EXERCISE DIRECTIONS | The article about the exhibition Te Āhuru Mōwai, below, names several things that affect the feeling of safety, comfort and happiness within a home. List all of them.

SELECTED EXTRACT |
## start

A home, house or shelter may not appear on the inside as it is on the outside. This is a perception explored by Sydnee Murray in her art exhibition Te Āhuru Mōwai. 

The Toi Ohomai Bachelor of Creative Technologies graduate opened her first exhibition, housed at the Rotorua Lakes Council Galleria last week. 

Sydnee took part in a summer research project looking at Critical Geographies of Home. 

“I was a part of the project which is part of two National Science Challenges, Building Better Homes Towns and Cities, research programmes called Affordable Housing for Generations and Poipoia te Kākano kia Puāwai. Within this was my project called Critical Geographies of Home.”

While Te Āhuru Mōwai – is a calm place or safe haven, Sydnee is aware that a home, a house or shelter may not appear on the inside as it is on the outside.

He kokonga whare e kitea, he kokonga ngakau e kore e kitea: a corner of a house may be seen and examined but not so the corners of the heart. This whakataukī is central to Sydnee’s mahi. It expresses how people can see the corners of a house, but not corners of the heart.

For Sydnee, this is similar to the saying, don’t judge a book by its cover and as she worked on this project she considered how one person’s perception of home can be very different to the next. 

“The materials, the location, the size, the level of ownership, who you live with – all have an impact on the feeling of safety, comfort and ultimately happiness within your home. Essentially home is where the heart is.”

She said taking part in the research project was something outside of her comfort zone.

“It was a project I had to think a lot on. I wasn’t sure if I could portray what I wanted or how I would portray my work efficiently and in a way that wasn’t too farfetched from the meaning. But once I had my designs and ideas, and I knew that they worked with the concept of home I was going for, I had really enjoyed putting the pieces together.” 

Sydnee’s work incorporates corrugated iron and paint, materials that are commonly used to create and coat shelters, and keep people safe and protected from the elements, but she also uses raranga, literally weaving steel into her works.

By combining traditional Māori patterns and time-honoured building materials, Sydnee is not only drawing attention to the strength of her mediums, but the strength and riches of culture and tradition.

Sydnee says it is surreal seeing her work on display. 

“It hasn’t fully sunken in yet but it’s cool, I do like seeing my work on display for others.

“I’m also thinking of creating more pieces over the next couple months, still using the same medium or the corrugated iron or looking for other similar aged materials.”   

Te Āhuru Mōwai will be on display at the Rotorua Lakes Council Galleria until Tuesday, 15 June. The Galleria is open Monday – Friday from 8am to 5pm.

## end

DATA SUPPLIED |
## start

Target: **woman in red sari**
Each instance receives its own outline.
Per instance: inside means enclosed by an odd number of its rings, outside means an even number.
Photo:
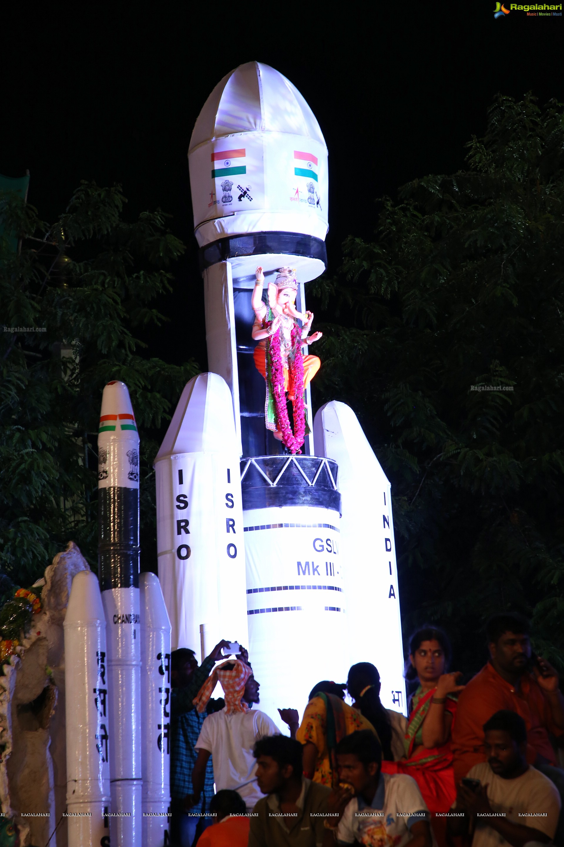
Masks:
[[[416,781],[440,844],[445,843],[446,818],[435,815],[448,811],[457,795],[451,731],[457,695],[464,688],[457,684],[459,672],[446,673],[450,656],[451,645],[441,629],[424,627],[412,635],[406,678],[417,678],[419,684],[409,703],[405,755],[398,761],[382,761],[384,773],[407,773]]]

## end

FINAL ANSWER |
- The materials
- The location
- The size
- The level of ownership
- Who you live with